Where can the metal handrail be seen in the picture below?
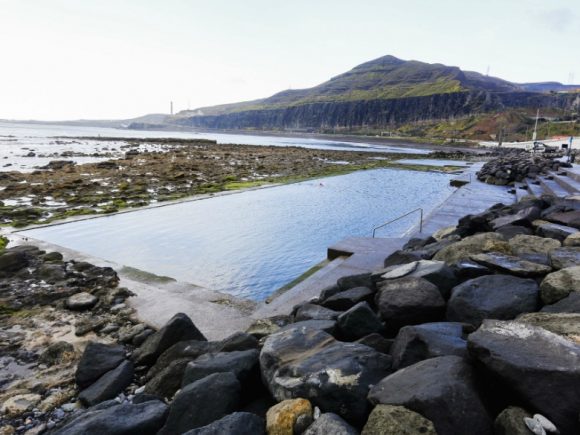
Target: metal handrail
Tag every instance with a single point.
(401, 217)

....

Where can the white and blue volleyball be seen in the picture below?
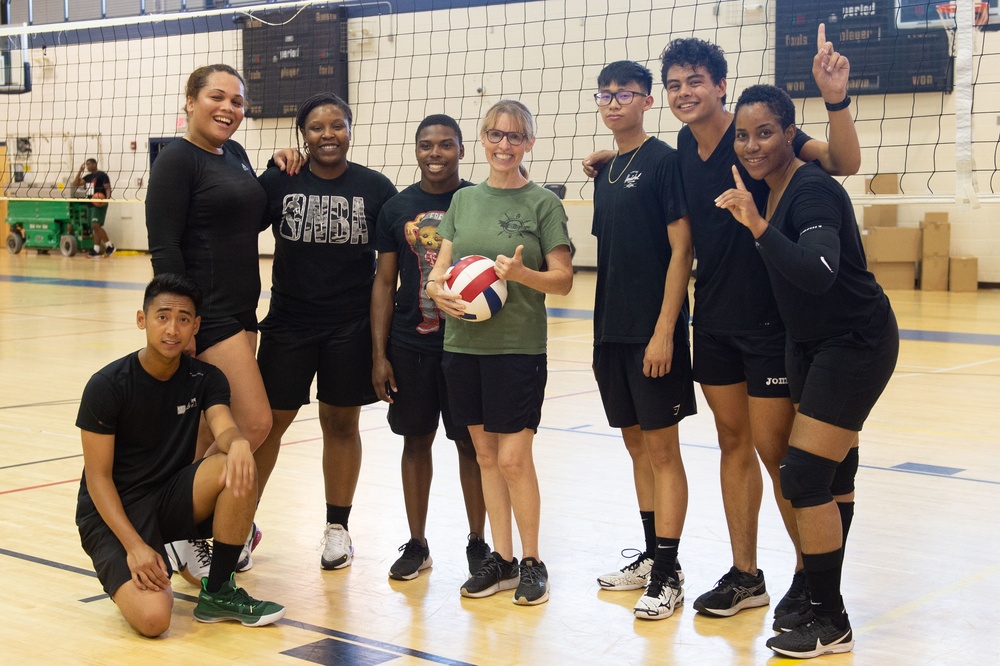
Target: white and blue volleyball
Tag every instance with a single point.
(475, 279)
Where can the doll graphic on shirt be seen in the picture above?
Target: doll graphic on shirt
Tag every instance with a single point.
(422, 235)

....

Task details> Copy all lines from the data that hold the word "volleyball".

Answer to the exercise>
Where can the white and blue volleyball be seen in the picture below?
Target: white and blue volleyball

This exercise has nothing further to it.